* Begin THE DATA *
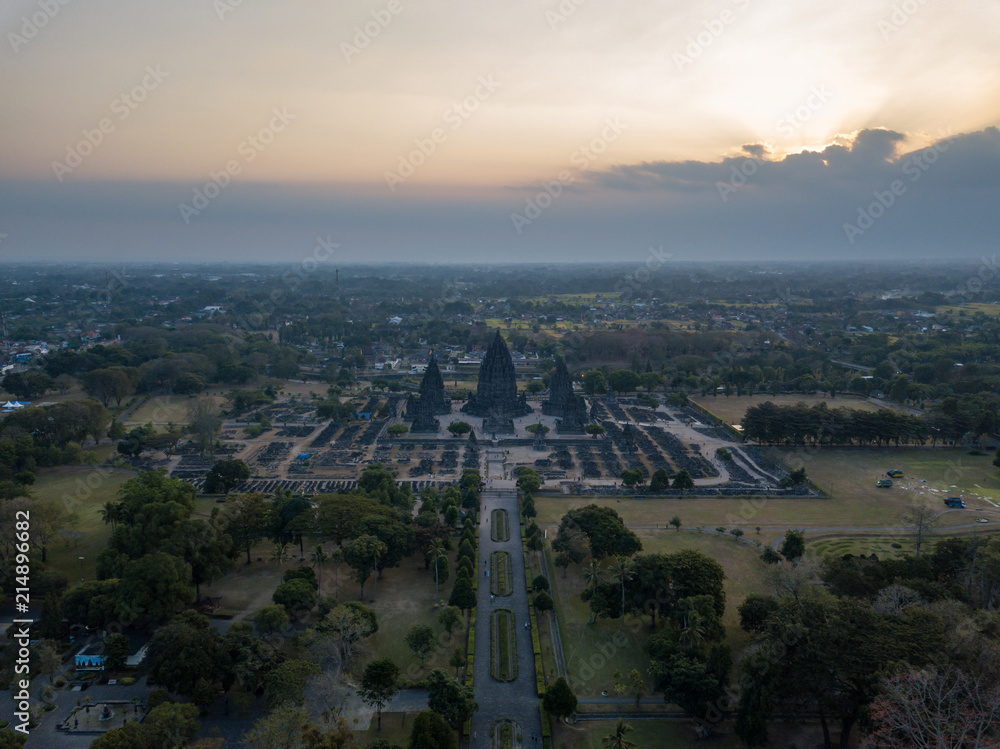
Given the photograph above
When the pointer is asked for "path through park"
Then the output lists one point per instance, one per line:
(515, 700)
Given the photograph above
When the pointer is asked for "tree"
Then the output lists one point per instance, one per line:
(794, 546)
(362, 555)
(204, 423)
(281, 728)
(46, 658)
(349, 623)
(271, 619)
(225, 475)
(935, 708)
(379, 684)
(116, 650)
(457, 660)
(107, 384)
(637, 685)
(603, 528)
(449, 618)
(458, 428)
(924, 521)
(247, 518)
(621, 571)
(170, 725)
(683, 480)
(528, 480)
(295, 595)
(421, 641)
(453, 701)
(617, 739)
(287, 681)
(593, 382)
(206, 547)
(184, 650)
(28, 385)
(156, 586)
(431, 731)
(559, 699)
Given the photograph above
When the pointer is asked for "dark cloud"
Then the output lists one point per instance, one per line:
(750, 207)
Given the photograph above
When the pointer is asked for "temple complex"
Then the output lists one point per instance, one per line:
(564, 404)
(496, 399)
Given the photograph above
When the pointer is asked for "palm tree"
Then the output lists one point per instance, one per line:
(111, 513)
(280, 554)
(620, 570)
(337, 556)
(436, 549)
(617, 740)
(593, 575)
(318, 558)
(693, 633)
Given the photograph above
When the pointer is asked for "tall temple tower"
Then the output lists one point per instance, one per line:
(496, 398)
(563, 403)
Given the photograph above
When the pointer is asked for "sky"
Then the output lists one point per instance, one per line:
(549, 130)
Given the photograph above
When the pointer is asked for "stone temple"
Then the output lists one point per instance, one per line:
(496, 399)
(432, 388)
(564, 404)
(432, 401)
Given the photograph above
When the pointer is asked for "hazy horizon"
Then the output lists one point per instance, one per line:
(736, 130)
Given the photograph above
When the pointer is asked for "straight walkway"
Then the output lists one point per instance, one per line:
(517, 699)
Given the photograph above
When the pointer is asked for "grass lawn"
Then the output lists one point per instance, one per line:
(82, 490)
(396, 728)
(405, 598)
(594, 651)
(677, 734)
(731, 409)
(646, 734)
(847, 474)
(170, 409)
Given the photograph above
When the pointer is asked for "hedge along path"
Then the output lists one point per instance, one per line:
(501, 575)
(500, 526)
(504, 651)
(507, 735)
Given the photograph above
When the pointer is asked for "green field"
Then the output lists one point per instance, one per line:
(82, 491)
(593, 651)
(677, 734)
(169, 409)
(847, 474)
(731, 409)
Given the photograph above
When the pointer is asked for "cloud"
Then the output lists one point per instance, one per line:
(751, 206)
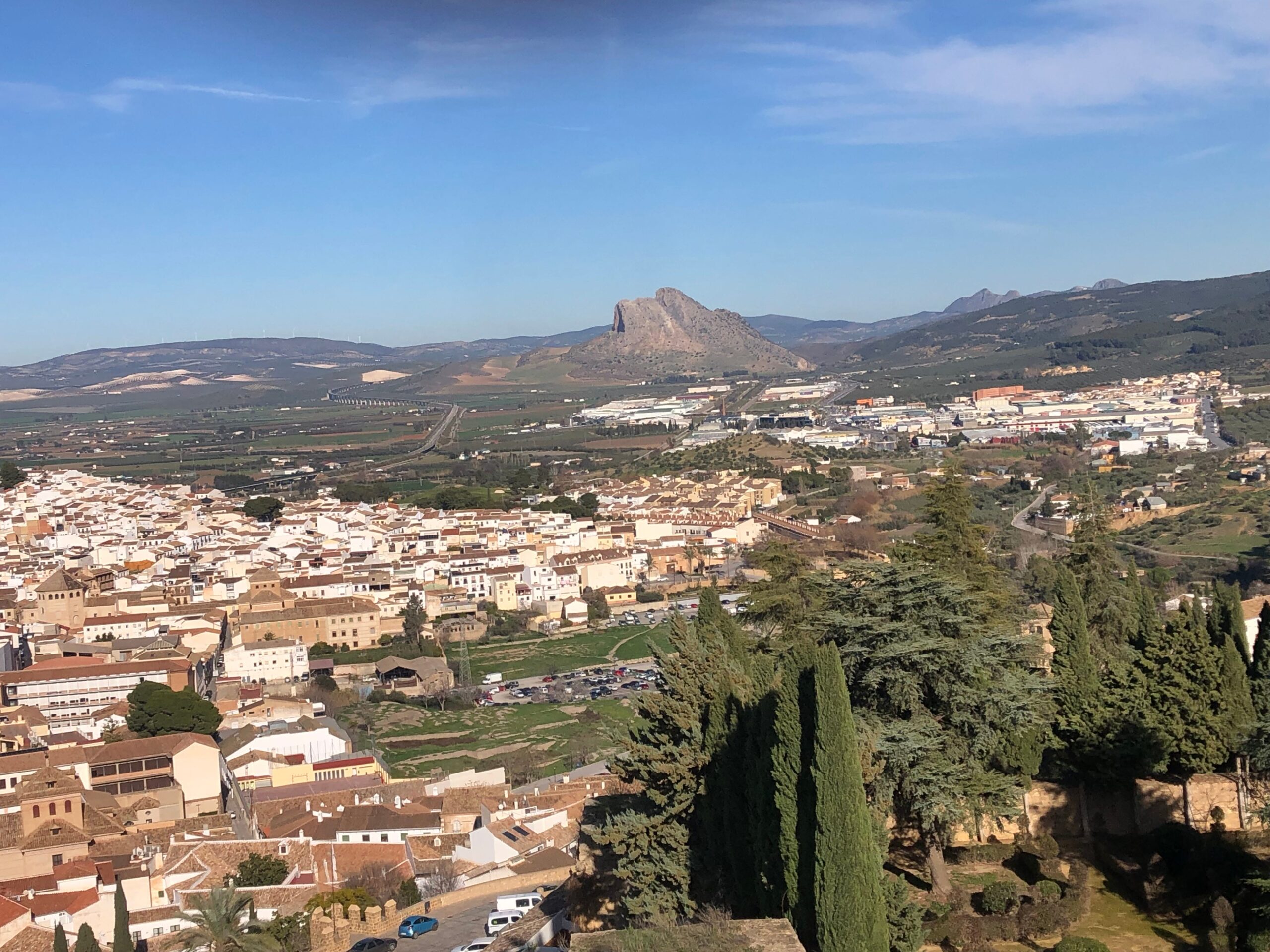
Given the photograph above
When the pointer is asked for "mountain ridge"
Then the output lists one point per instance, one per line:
(672, 334)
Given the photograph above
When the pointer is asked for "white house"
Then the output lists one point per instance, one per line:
(271, 660)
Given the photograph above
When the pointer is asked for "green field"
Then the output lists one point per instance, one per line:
(527, 659)
(531, 740)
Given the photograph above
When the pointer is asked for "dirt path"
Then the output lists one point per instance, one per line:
(613, 652)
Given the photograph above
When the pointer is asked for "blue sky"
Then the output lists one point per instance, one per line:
(408, 172)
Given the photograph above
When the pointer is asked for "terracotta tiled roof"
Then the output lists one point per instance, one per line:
(60, 581)
(343, 860)
(146, 747)
(33, 939)
(10, 910)
(39, 884)
(49, 903)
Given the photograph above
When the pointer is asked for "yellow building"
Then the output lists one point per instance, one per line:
(345, 767)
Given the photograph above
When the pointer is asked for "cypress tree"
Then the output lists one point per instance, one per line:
(1239, 714)
(849, 909)
(944, 688)
(666, 758)
(1260, 673)
(788, 785)
(123, 933)
(1183, 676)
(1076, 692)
(763, 821)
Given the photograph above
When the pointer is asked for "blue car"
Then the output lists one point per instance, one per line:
(416, 926)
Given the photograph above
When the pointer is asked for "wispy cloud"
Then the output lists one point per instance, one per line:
(441, 65)
(370, 93)
(1080, 66)
(1199, 155)
(119, 94)
(803, 13)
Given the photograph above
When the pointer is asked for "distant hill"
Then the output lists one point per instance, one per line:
(795, 332)
(672, 334)
(1115, 329)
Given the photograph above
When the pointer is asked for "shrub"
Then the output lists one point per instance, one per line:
(1044, 846)
(1080, 944)
(1044, 919)
(999, 898)
(1048, 892)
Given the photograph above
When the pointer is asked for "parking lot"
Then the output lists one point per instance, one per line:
(588, 685)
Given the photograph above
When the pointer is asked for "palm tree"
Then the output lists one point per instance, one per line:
(224, 922)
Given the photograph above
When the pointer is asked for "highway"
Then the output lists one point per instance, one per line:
(451, 416)
(1212, 428)
(1020, 521)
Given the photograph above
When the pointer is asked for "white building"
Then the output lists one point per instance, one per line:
(267, 660)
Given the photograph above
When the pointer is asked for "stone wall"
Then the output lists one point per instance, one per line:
(338, 930)
(1206, 801)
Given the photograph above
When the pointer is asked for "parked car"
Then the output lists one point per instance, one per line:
(517, 900)
(500, 919)
(416, 926)
(373, 944)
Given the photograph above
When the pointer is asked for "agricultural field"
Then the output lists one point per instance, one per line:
(530, 740)
(538, 656)
(186, 446)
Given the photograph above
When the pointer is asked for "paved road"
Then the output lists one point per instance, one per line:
(1212, 428)
(459, 926)
(1020, 521)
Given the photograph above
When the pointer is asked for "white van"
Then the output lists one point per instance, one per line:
(525, 901)
(500, 919)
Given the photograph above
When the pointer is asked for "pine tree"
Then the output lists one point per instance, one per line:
(667, 760)
(1109, 606)
(956, 543)
(1226, 620)
(123, 933)
(413, 620)
(1259, 674)
(847, 904)
(945, 691)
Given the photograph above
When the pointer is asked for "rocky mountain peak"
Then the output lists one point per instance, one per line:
(672, 334)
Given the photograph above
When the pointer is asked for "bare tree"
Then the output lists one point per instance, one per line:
(444, 879)
(381, 880)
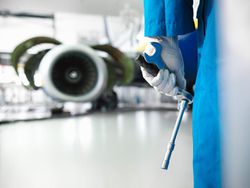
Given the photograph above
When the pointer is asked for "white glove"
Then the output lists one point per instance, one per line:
(168, 80)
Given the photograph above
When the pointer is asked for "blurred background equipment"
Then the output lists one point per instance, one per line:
(96, 71)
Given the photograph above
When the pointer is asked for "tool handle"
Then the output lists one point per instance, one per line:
(167, 157)
(151, 68)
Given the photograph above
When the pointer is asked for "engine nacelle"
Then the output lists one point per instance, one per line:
(76, 73)
(73, 73)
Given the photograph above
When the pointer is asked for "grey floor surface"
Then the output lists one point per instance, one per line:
(114, 150)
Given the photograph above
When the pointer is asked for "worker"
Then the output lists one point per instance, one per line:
(164, 21)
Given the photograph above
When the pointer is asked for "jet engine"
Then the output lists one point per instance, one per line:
(76, 73)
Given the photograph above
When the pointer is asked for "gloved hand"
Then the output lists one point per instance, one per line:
(168, 80)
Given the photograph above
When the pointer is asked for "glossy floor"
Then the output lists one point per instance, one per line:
(107, 150)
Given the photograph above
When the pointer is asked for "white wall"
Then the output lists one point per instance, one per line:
(109, 7)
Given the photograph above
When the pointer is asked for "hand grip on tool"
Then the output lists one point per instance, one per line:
(153, 65)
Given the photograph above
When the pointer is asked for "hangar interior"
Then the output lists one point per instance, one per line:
(75, 110)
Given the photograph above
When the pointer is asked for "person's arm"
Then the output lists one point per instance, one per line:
(154, 18)
(164, 21)
(179, 17)
(168, 17)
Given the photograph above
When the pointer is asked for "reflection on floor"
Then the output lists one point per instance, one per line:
(114, 150)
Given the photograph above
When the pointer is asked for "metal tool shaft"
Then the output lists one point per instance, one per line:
(171, 144)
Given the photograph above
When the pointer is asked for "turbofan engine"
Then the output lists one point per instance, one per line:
(77, 73)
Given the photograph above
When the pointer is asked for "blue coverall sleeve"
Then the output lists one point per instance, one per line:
(168, 17)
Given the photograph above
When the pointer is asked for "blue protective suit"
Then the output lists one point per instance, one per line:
(175, 17)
* End THE DATA *
[EXERCISE PROMPT]
Filter the listing above and copy out each line that contains the word "tool".

[THE OUTPUT]
When the pointer is asked for "tool handle"
When the pointer is asked for "hand grip on tool"
When the pointer is asked for "metal tool shaft"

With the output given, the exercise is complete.